Task details:
Without the images, output each record below as it stands.

>> start Input for this task

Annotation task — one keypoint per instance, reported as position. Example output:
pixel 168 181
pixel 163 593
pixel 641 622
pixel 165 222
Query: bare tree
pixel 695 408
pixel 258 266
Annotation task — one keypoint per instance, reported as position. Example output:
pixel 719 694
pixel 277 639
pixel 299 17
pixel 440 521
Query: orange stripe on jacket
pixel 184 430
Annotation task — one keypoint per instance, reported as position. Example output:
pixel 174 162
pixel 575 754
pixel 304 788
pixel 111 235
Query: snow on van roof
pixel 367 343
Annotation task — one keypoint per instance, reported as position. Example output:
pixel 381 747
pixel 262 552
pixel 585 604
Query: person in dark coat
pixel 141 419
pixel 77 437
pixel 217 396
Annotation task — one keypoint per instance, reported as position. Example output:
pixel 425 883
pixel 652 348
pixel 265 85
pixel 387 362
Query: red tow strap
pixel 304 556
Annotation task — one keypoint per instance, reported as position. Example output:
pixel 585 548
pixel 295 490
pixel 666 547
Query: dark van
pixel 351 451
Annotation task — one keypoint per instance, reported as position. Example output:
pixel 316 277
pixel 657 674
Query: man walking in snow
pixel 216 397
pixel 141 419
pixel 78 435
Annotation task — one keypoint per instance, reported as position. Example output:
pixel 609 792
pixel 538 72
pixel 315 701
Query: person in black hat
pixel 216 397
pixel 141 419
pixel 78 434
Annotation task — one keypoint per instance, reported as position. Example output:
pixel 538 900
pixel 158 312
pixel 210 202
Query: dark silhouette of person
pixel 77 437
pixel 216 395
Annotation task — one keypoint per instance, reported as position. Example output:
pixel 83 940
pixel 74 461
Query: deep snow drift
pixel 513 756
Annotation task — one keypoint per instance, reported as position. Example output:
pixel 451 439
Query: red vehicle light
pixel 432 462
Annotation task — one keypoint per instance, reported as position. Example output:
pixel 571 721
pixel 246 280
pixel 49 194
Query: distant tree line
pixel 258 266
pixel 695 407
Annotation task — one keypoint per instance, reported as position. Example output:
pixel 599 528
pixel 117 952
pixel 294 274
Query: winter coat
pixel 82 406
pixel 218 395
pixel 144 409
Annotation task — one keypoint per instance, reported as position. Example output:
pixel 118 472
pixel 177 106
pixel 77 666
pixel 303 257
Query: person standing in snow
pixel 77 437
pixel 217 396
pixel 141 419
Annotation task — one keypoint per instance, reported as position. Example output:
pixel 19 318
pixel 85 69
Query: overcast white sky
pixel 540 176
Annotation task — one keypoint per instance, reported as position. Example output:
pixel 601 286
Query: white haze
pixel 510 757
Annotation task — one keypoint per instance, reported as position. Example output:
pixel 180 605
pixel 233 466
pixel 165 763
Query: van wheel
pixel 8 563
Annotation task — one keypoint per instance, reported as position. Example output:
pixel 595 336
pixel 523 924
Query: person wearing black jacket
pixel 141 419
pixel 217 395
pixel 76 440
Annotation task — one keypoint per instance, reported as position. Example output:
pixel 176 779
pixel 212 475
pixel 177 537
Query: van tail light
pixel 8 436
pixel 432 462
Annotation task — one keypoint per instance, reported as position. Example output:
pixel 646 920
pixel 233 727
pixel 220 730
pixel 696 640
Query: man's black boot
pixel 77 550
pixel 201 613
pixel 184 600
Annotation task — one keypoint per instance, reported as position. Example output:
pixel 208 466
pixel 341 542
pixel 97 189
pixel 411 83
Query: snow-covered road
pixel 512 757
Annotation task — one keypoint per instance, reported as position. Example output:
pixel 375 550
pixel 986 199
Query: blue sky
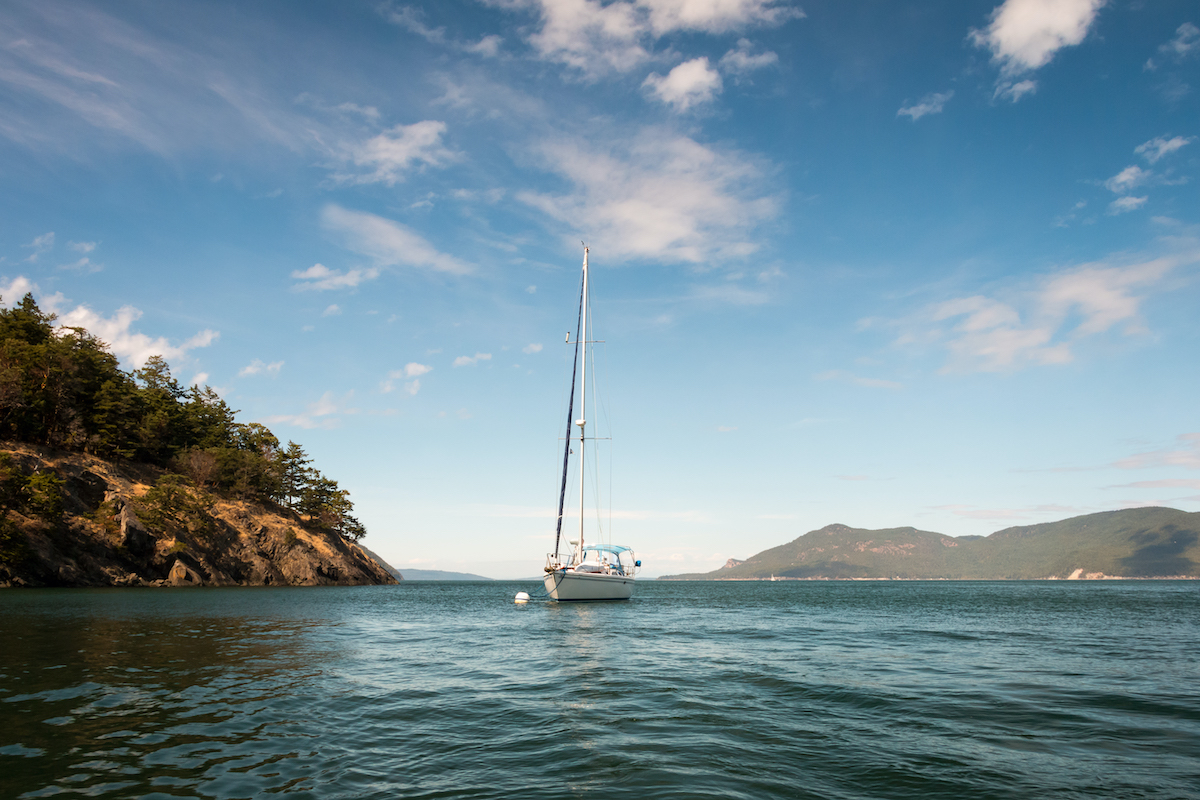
pixel 927 264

>> end Input for this task

Reply:
Annotation task — one keypoint per instance, reported as position. Example output:
pixel 168 181
pixel 163 593
pixel 641 622
pixel 165 222
Query: bare tree
pixel 695 408
pixel 258 266
Annotation task — one keypoint per instance, reported as position. Example output:
pixel 719 694
pixel 277 639
pixel 299 17
pixel 440 521
Query: orange stripe on jacket
pixel 184 430
Annotation task — one keypoint per instance, reported as position. Example output:
pixel 174 162
pixel 575 754
pixel 304 788
pixel 111 235
Query: snow on van roof
pixel 367 343
Annotation task — one keypoint per instance, reported as position. Example output:
pixel 381 747
pixel 262 552
pixel 585 604
Query: person in dark coat
pixel 141 419
pixel 77 437
pixel 217 396
Annotation task — one keypoint per instance, reported as position. Example output:
pixel 425 883
pixel 652 348
pixel 265 85
pixel 387 362
Query: red tow strap
pixel 304 556
Annotation task — one keypoint per instance, reported as position. Example output:
pixel 585 548
pixel 295 490
pixel 666 547
Query: dark van
pixel 351 451
Annotation task — one keypoint per instance, reported as position. Example output:
pixel 316 277
pixel 657 674
Query: man walking in snow
pixel 216 397
pixel 141 419
pixel 78 435
Annotation task — one keypoint per instance, reported as position. Example output:
pixel 609 792
pixel 538 72
pixel 315 701
Query: person in black hat
pixel 216 397
pixel 141 419
pixel 78 434
Annotation task — one keypoint per instance, reported as position. Example output:
pixel 538 900
pixel 158 312
pixel 210 202
Query: dark silhouette of person
pixel 77 437
pixel 216 395
Annotation task — one keypoint per instance, reported as position. Example output:
pixel 83 940
pixel 74 461
Query: deep snow drift
pixel 513 756
Annotation task — one keypoint per instance, reported as position. Example output:
pixel 451 439
Query: red vehicle light
pixel 432 462
Annotation task — one keypoint per instance, reported as position. Example output:
pixel 571 721
pixel 246 280
pixel 49 194
Query: distant tree line
pixel 258 266
pixel 695 407
Annotation task — one keypoint per instance, reported as position. Example output:
pixel 599 528
pixel 117 952
pixel 294 274
Query: winter coat
pixel 82 406
pixel 218 395
pixel 144 409
Annotation task — one keypoint per instance, reported as position. Example output:
pixel 118 472
pixel 177 106
pixel 77 666
pixel 303 257
Query: person standing in snow
pixel 77 437
pixel 217 396
pixel 141 419
Annotation task — one keypoint per instance, reported as position. Example output:
pixel 19 318
pixel 85 69
Query: overcast white sky
pixel 540 176
Annotation task — one keypoint per instance, reported as position. Example output:
pixel 601 286
Query: white haze
pixel 510 757
Annotation task — one keypoint per instance, reported as position. Example output:
pixel 180 605
pixel 233 466
pixel 165 763
Query: van wheel
pixel 8 563
Annotation task — one keypoint per instance, reported as position. Example output:
pixel 595 336
pixel 523 924
Query: person wearing black jacket
pixel 141 419
pixel 217 395
pixel 76 440
Annotation task — one keypoint per instance, reported as position. Example output:
pixel 176 779
pixel 212 475
pixel 177 537
Query: van tail light
pixel 8 436
pixel 432 462
Annotation task — one keypoint per instance, reported as position. Example output:
pixel 646 920
pixel 233 727
pixel 220 730
pixel 696 640
Query: man's black boot
pixel 77 550
pixel 201 613
pixel 184 600
Annotation task — one keypoint per instance, reported as position. Example output:
pixel 208 466
pixel 341 542
pixel 97 189
pixel 411 83
Query: snow-covered road
pixel 512 757
Annotation task — one keypoint per instance, reported as position. Example output:
pixel 375 550
pixel 986 199
Query: blue sky
pixel 927 264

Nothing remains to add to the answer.